◆ **DATA RECORDS**:
####

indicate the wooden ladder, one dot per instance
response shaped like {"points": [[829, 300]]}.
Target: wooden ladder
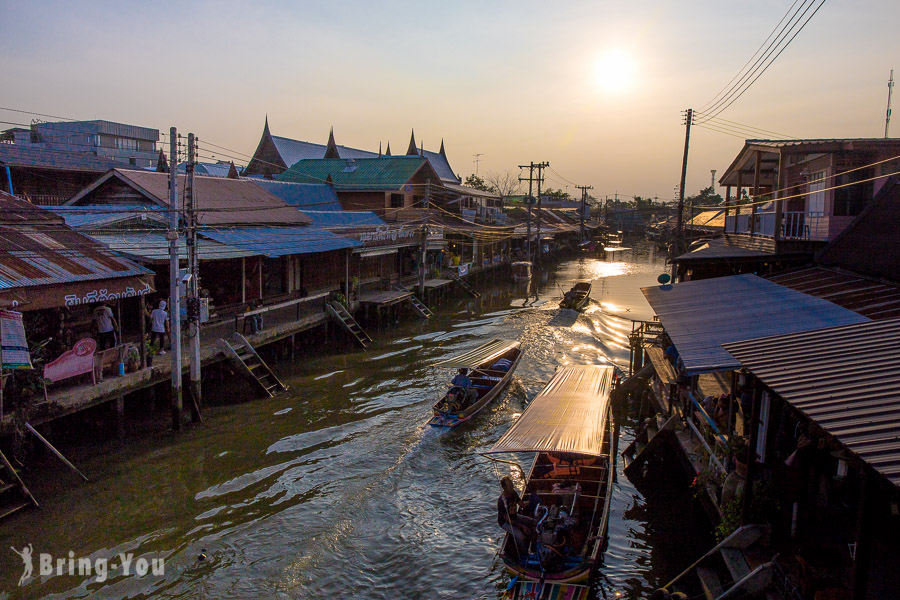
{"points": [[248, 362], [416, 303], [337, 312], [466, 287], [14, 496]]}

####

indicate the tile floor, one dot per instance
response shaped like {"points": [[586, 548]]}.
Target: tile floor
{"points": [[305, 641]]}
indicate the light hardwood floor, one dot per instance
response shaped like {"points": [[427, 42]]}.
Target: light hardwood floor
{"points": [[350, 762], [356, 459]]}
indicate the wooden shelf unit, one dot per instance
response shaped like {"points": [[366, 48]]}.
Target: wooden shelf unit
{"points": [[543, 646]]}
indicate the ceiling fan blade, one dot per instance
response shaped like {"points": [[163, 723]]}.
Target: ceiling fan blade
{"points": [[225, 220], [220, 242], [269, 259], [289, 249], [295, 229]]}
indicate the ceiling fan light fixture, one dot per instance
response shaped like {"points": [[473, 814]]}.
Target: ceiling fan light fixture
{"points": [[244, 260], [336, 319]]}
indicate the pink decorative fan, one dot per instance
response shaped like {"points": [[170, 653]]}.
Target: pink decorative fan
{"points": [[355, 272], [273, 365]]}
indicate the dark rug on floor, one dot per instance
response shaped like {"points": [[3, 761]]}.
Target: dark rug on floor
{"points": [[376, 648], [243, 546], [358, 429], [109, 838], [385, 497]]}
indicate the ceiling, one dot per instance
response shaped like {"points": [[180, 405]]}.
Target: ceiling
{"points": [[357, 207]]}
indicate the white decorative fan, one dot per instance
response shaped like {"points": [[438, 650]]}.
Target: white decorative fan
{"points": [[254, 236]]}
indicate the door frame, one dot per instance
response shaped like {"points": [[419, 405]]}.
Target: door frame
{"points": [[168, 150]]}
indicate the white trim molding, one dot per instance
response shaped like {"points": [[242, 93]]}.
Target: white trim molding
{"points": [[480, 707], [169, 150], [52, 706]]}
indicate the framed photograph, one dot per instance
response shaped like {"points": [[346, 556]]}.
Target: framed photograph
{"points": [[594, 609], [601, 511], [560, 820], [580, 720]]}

####

◆ **TASK GOAL**: Among the records above, extract exactly the lines from the line with "indicate the white decorative" to the line with "indicate the white trim", both lines included, and leave out the rest.

◆ **YOUR RESPONSE**:
indicate the white decorative fan, one dot per instance
response shaped like {"points": [[438, 650]]}.
Target: white decorative fan
{"points": [[254, 236]]}
indicate the door frame, one dot per instance
response shaped like {"points": [[419, 405]]}.
Target: door frame
{"points": [[168, 150]]}
indicate the white trim molding, one dot per instance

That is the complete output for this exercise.